[Records of labeled points]
======

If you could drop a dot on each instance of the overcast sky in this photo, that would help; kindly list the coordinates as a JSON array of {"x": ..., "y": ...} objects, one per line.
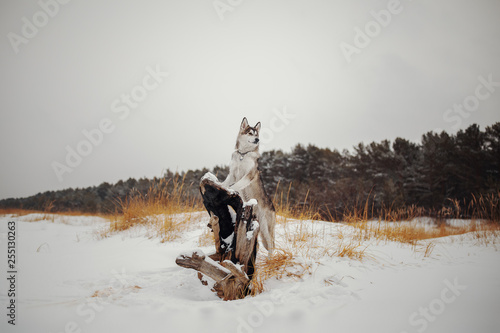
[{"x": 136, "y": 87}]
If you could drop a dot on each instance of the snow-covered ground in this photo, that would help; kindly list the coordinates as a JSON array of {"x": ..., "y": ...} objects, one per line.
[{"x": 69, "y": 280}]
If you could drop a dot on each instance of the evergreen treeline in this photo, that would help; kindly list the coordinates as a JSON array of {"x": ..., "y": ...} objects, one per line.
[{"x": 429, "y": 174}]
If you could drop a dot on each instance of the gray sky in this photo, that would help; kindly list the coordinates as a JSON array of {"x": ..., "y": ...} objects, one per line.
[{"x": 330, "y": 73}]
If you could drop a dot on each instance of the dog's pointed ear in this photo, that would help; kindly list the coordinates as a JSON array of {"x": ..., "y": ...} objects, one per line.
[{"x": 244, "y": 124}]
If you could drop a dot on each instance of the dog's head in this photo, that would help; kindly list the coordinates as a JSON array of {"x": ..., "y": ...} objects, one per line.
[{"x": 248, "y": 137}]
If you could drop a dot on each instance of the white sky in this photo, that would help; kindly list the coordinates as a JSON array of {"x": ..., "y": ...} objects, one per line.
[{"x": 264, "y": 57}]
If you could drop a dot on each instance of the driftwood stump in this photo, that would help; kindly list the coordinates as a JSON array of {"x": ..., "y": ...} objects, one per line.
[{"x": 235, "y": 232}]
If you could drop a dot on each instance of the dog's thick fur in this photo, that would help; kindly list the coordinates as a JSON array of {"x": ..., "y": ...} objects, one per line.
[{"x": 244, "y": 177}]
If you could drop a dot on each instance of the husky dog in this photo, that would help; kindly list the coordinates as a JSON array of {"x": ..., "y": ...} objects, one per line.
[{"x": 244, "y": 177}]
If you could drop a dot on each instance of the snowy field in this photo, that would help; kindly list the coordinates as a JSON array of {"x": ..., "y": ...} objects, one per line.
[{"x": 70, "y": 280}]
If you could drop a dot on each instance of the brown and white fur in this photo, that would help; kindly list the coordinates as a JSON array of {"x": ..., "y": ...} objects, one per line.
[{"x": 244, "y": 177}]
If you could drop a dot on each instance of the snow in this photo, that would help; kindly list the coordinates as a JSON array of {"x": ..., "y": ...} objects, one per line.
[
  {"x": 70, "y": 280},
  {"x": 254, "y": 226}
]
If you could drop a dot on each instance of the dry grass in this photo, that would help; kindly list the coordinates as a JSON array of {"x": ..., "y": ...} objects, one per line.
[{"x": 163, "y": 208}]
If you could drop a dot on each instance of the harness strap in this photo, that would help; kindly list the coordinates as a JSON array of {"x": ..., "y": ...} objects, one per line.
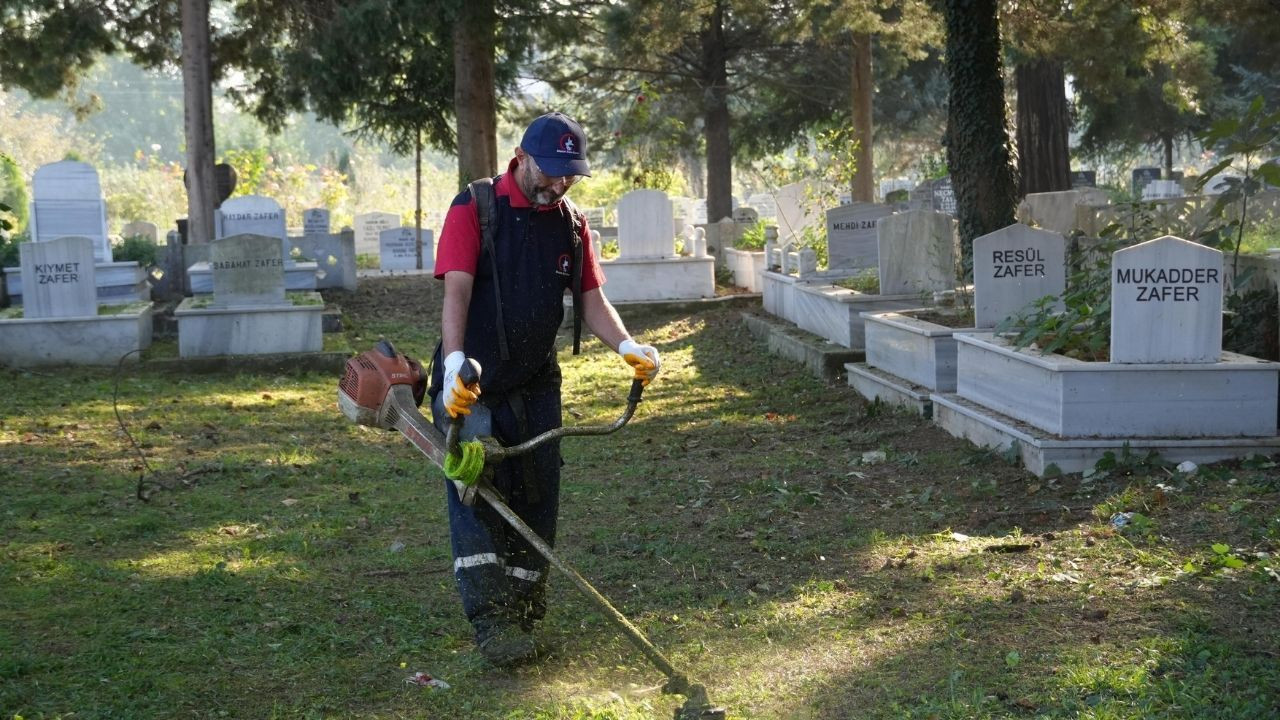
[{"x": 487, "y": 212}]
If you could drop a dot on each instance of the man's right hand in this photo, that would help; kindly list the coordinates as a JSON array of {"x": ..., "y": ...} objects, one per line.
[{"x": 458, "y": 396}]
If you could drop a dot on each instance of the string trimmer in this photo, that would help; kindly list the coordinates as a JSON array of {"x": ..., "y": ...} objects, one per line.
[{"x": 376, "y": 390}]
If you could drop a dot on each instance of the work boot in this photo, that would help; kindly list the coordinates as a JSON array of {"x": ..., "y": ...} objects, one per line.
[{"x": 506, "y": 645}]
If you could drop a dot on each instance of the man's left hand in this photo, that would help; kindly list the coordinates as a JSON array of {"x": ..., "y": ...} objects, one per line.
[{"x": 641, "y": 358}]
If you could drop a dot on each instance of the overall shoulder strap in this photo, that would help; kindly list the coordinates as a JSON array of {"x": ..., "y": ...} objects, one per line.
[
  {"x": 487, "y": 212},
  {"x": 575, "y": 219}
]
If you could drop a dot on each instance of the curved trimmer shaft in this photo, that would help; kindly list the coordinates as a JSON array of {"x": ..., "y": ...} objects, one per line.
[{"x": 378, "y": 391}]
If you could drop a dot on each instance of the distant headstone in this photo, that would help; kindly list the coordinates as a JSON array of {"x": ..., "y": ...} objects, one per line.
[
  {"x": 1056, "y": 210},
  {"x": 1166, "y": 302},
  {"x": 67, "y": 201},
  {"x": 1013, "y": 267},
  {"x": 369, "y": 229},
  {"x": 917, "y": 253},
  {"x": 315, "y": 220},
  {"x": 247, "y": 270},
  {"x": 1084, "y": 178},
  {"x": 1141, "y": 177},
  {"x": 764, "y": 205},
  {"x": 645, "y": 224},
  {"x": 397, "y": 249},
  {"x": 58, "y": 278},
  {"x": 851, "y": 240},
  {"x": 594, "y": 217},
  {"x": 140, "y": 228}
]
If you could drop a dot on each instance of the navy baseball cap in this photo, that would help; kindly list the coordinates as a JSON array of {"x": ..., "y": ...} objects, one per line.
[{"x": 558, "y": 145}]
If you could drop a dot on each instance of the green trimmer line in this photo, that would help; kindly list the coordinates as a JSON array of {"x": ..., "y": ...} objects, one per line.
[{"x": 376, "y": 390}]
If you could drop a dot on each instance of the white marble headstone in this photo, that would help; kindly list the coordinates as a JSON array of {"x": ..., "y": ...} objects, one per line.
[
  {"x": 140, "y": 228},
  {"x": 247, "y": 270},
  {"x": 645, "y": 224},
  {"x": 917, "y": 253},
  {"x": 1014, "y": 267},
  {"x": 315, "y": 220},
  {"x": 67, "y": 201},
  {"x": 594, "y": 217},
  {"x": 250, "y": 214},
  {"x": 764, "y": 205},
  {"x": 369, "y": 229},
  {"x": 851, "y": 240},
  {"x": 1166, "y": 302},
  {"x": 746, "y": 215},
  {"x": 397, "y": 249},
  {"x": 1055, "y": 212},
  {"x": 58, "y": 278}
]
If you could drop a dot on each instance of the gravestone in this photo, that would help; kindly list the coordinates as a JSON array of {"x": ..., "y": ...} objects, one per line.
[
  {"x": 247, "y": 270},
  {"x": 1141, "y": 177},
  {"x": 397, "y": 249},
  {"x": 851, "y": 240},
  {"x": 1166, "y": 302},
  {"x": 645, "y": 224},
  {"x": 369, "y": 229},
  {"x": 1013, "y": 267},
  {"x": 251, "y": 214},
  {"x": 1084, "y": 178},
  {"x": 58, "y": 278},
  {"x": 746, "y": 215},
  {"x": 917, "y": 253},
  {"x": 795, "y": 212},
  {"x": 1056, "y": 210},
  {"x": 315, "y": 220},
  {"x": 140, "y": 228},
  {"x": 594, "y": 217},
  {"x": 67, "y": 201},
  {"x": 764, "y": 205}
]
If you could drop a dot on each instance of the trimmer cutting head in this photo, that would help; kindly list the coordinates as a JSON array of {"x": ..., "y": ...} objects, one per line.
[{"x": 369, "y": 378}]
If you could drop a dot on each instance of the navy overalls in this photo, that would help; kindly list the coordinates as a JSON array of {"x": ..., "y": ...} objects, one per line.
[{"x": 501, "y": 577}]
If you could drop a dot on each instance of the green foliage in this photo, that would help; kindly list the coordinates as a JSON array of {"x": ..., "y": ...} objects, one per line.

======

Make an exact copy of every record, pictures excluded.

If you could drop a dot on each instance of the overcast sky in this photo, that would help; kindly list the coordinates as a JSON array of {"x": ..., "y": ...} objects, one per line.
[{"x": 136, "y": 87}]
If you could drop a dot on each instance of the snow-covered ground in this photo, that would help; kindly list the coordinates as a JSON array of {"x": ..., "y": ...} objects, one per line.
[{"x": 69, "y": 280}]
If you could drop a dot on each instance of the evergreen treeline in this photo, that would help; kindly list the coordinates as a JSON array of {"x": ..., "y": ...} objects, one per line.
[{"x": 429, "y": 174}]
If you could drop a dot on each instance of the gray sky in this photo, that would help; kindly list the coordinates as a JSON array of {"x": ..., "y": ...} objects, one per line.
[{"x": 330, "y": 73}]
If you could drop a dot on each instance of the dog's pointed ear in this photo, that would help; kindly list the coordinates as a JSON array of {"x": ..., "y": ...} objects, one per line.
[{"x": 244, "y": 124}]
If you could drop a dot on each instance of the dog's head in this photo, that would help; kindly list the coordinates as a JSON array of {"x": ..., "y": ...} objects, one per line.
[{"x": 248, "y": 137}]
If you could drop a dot on each instance of the white sky in this photo, that would help; kindly list the coordinates as a JSON array of {"x": ..., "y": ...} objects, one per line.
[{"x": 264, "y": 57}]
If you could drop a dot on each instance of the driftwood stump in this photo, that would help; kindly list the coordinates as a JSON array of {"x": ..., "y": ...} objects, one per line.
[{"x": 235, "y": 232}]
If you could drop a dot on each instance of the dog's thick fur in this photo, that would help; kindly list the coordinates as a JSON array of {"x": ..., "y": ...} objects, one per line.
[{"x": 244, "y": 177}]
If you could drop a dot on each instance of the husky dog in this photo, that would help; kindly list the coordinates as a JSON array of {"x": ..., "y": ...} objects, one per line.
[{"x": 244, "y": 177}]
If you could drop a dot on each instance of the snowy field in this photo, that would help; kindly list the coordinates as a JSON array of {"x": ..., "y": ...} objects, one per line.
[{"x": 70, "y": 280}]
If you could drop a dot on each instance of the brown and white fur in this photo, that would help; kindly list the coordinates as a JSON array of {"x": ..., "y": ...} objects, one per line.
[{"x": 244, "y": 177}]
If you could drop a dot on each instance of the snow in this photo, that would help; kindly list the coordinates as a JSON array of {"x": ..., "y": ...} objects, one per line.
[
  {"x": 70, "y": 280},
  {"x": 254, "y": 226}
]
If you could drop a dot on each instance of the dry grass in this photo, that would help; kindly list the coordinates as a JSON array of {"x": ..., "y": ...} objects, one per line.
[{"x": 163, "y": 208}]
If you could drop a dot on each instance of the harness strap in this photo, that would help; kindly list the coordinates as a JSON array of {"x": ..., "y": ...} objects, one per line.
[{"x": 487, "y": 212}]
If you could drop a dot on each instance of the man's right hand in this photo, that would help; kindly list the coordinates as a JSON array of {"x": ..., "y": ...} objects, one per line.
[{"x": 458, "y": 396}]
If you could drop a dot on each instance of the string trimmer in this photo, that would help; kindly list the coordinates as a JSON array of {"x": ..., "y": ...} objects, one per line.
[{"x": 376, "y": 390}]
If you could drop a dot on each instance of the work boot in this photo, that would help; kindly list the coordinates as a JSON array of {"x": ..., "y": ...} objects, one per line.
[{"x": 506, "y": 645}]
If you could drop a dot on each instance of the man's left hand in this photo, that would help; kindly list the coordinates as a JSON array of {"x": ..., "y": ...} objects, one per line.
[{"x": 641, "y": 358}]
If you could drop a dot on each instance of the overall shoulder strap in this photo, that would help; kindly list the coordinates as a JSON array of {"x": ..., "y": ...} objects, one per line.
[
  {"x": 487, "y": 212},
  {"x": 575, "y": 219}
]
If you could drop a dot on each instance of the curved trimmer shaft in this photo, that would help; kindly list the coordinates as a JSON array of {"x": ..., "y": ...} objects, one per line.
[{"x": 378, "y": 391}]
If you could drop a dot on each instance of the distant headstone in this photo, that would help; kindly list the coordinates as a JSON array of {"x": ..., "y": ...} objects, one per line.
[
  {"x": 1056, "y": 210},
  {"x": 1166, "y": 302},
  {"x": 67, "y": 201},
  {"x": 1013, "y": 267},
  {"x": 369, "y": 229},
  {"x": 917, "y": 253},
  {"x": 315, "y": 220},
  {"x": 247, "y": 270},
  {"x": 1084, "y": 178},
  {"x": 1141, "y": 177},
  {"x": 764, "y": 205},
  {"x": 645, "y": 224},
  {"x": 397, "y": 249},
  {"x": 58, "y": 278},
  {"x": 851, "y": 240},
  {"x": 594, "y": 217},
  {"x": 140, "y": 228}
]
If you could drop a dot on each instance of the navy baseball cap in this photo, that would help; kindly list the coordinates as a JSON array of {"x": ..., "y": ...} objects, one per line.
[{"x": 558, "y": 145}]
If you could drop a dot on each instance of the green trimmer line in this photo, that would help; kindly list the coordinates as a JSON array of {"x": ..., "y": ...} objects, one per line.
[{"x": 376, "y": 390}]
If you could drop a dot on each instance of the white marble headstone in this photo, that would help; kindly list the coordinates as a JSON array of {"x": ..., "y": ...} objects, one per line.
[
  {"x": 140, "y": 228},
  {"x": 247, "y": 270},
  {"x": 645, "y": 224},
  {"x": 917, "y": 253},
  {"x": 1014, "y": 267},
  {"x": 315, "y": 220},
  {"x": 67, "y": 201},
  {"x": 594, "y": 217},
  {"x": 250, "y": 214},
  {"x": 764, "y": 205},
  {"x": 369, "y": 229},
  {"x": 851, "y": 240},
  {"x": 1166, "y": 302},
  {"x": 746, "y": 215},
  {"x": 397, "y": 249},
  {"x": 1055, "y": 212},
  {"x": 58, "y": 278}
]
If you could drop a dot on each instance of the gravestone in this photo, that would help; kindly list the coordinates as a JSON array of {"x": ..., "y": ...} objects, one per line.
[
  {"x": 247, "y": 270},
  {"x": 1141, "y": 177},
  {"x": 397, "y": 249},
  {"x": 851, "y": 240},
  {"x": 1166, "y": 302},
  {"x": 645, "y": 224},
  {"x": 369, "y": 229},
  {"x": 1013, "y": 267},
  {"x": 251, "y": 214},
  {"x": 1084, "y": 178},
  {"x": 58, "y": 278},
  {"x": 746, "y": 215},
  {"x": 917, "y": 253},
  {"x": 795, "y": 212},
  {"x": 1056, "y": 210},
  {"x": 315, "y": 220},
  {"x": 140, "y": 228},
  {"x": 594, "y": 217},
  {"x": 67, "y": 201},
  {"x": 764, "y": 205}
]
If you could drop a dot on each instance of the trimmer cutting head in this photo, that would help; kindly list the coordinates as a JSON array of {"x": ..., "y": ...} objects, one per line.
[{"x": 369, "y": 378}]
If you could drop a dot on each instance of the navy overalls in this photo, that would help; kindly list the coordinates as a JSON array of {"x": ..., "y": ...} objects, one per line.
[{"x": 501, "y": 577}]
If you could drop a dot on each instance of the green foliage in this photo, that would help; kindly list the coordinates as a JSON array of {"x": ..., "y": ...} objects, one per line.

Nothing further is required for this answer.